◆ Task directions ◆
Find the line that contains "Can you see the bird's body?", then repeat it and each line after it to the end of the records, exactly.

◆ Given data ◆
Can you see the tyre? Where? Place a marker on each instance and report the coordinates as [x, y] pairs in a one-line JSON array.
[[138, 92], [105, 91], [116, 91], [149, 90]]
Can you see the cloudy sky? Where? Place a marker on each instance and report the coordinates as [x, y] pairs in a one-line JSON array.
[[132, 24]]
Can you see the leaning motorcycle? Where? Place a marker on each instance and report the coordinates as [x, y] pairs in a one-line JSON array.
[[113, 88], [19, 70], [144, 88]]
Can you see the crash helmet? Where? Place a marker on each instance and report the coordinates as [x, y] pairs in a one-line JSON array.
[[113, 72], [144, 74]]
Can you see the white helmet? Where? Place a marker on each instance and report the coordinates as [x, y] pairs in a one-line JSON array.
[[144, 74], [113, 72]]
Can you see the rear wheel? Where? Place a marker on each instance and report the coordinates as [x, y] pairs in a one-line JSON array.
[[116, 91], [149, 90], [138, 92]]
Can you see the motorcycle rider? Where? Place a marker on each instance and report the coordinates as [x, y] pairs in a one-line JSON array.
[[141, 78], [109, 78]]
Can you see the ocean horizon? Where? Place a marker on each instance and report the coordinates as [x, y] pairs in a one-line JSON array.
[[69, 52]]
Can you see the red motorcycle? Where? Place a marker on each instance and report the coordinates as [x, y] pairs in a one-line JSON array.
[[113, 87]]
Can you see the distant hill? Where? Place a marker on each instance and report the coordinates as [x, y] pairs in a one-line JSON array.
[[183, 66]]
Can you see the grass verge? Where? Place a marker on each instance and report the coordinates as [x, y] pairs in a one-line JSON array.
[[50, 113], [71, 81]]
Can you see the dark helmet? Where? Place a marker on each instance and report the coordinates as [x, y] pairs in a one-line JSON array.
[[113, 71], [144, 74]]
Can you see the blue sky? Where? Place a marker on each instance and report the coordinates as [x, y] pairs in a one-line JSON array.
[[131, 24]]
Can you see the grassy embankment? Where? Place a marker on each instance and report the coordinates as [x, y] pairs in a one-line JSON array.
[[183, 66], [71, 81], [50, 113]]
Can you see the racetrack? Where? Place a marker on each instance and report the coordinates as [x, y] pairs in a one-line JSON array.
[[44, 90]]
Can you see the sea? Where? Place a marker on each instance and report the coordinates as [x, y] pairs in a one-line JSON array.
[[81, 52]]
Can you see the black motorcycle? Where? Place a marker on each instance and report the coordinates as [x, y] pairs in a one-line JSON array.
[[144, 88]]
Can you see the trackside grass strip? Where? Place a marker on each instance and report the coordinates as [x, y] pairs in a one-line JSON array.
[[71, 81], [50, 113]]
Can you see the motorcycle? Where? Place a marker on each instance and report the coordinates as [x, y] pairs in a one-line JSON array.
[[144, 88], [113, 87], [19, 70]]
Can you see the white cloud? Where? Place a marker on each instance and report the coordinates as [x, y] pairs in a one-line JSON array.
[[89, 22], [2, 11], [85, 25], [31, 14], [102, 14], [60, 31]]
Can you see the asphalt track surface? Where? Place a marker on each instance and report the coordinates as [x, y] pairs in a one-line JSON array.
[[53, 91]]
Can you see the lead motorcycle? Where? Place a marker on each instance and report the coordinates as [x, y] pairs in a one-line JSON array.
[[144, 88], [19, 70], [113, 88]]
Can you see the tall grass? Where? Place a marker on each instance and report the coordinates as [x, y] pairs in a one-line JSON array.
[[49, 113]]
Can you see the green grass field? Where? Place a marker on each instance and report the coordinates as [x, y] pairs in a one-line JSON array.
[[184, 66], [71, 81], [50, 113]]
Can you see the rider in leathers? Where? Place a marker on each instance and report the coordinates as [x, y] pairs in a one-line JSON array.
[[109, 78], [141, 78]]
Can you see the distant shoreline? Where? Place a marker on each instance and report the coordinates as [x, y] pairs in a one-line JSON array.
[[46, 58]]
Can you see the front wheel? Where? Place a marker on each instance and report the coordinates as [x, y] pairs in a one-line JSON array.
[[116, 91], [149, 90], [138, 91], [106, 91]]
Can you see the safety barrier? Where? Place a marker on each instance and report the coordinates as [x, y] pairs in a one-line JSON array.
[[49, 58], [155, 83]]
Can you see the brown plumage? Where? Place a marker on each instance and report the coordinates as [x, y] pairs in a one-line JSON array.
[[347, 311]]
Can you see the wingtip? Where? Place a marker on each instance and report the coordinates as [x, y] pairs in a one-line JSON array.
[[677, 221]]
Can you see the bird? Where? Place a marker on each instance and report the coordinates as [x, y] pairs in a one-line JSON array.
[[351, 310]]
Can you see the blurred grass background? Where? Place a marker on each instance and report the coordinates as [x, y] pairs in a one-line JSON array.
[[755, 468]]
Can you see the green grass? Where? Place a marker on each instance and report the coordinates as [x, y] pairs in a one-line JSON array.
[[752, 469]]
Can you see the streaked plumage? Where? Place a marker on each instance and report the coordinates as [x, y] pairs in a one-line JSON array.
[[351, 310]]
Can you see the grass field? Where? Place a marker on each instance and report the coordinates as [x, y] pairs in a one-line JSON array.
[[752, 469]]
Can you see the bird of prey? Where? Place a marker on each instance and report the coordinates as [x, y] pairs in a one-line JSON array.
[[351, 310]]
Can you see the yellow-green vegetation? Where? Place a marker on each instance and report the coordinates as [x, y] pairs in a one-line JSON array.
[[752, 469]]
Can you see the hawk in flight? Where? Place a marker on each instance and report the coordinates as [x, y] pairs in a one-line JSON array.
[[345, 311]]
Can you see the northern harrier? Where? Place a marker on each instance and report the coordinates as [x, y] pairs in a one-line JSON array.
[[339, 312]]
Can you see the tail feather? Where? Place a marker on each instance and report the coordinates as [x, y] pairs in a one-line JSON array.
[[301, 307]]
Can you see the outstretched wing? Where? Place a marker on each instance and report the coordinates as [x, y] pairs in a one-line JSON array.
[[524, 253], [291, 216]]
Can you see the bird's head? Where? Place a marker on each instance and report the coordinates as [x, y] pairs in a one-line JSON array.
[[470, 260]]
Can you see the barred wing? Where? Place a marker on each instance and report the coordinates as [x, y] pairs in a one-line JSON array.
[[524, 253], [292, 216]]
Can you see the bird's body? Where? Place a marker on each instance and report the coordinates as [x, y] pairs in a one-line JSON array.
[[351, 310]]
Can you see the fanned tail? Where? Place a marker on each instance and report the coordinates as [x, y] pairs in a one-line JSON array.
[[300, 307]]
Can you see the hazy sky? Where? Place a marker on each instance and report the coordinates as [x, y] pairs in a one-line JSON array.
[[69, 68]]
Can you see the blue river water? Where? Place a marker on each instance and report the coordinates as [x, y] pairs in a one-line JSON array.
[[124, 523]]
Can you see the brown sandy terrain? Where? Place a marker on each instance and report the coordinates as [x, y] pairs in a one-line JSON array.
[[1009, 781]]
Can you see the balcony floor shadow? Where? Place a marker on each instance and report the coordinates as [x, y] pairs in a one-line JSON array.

◆ Solution for this problem ◆
Can you see the bird's body? Where? Place a marker on each instance and report the coordinates as [x, y] pairs in a one-line JSON array.
[[351, 310]]
Can you see the fanned tail? Where? Place a marker on each instance and report the coordinates as [x, y] pairs in a one-line JSON array.
[[300, 307]]
Can you see the hazy sky? Where? Place a marker on each instance and report the coordinates as [x, y] pairs in a one-line JSON array.
[[69, 68]]
Can you see the blue river water? Where? Place a marker on each instance and report the coordinates as [x, y] pairs in a one-line JSON array.
[[124, 523]]
Can you see the brown sandy terrain? Where? Place a marker on each instance and report the coordinates as [x, y] pairs in a one-line JSON array.
[[1009, 781]]
Can you see the balcony floor shadow? Where? Place a marker on each instance and report the coordinates as [x, y] pairs in a one-line JSON array.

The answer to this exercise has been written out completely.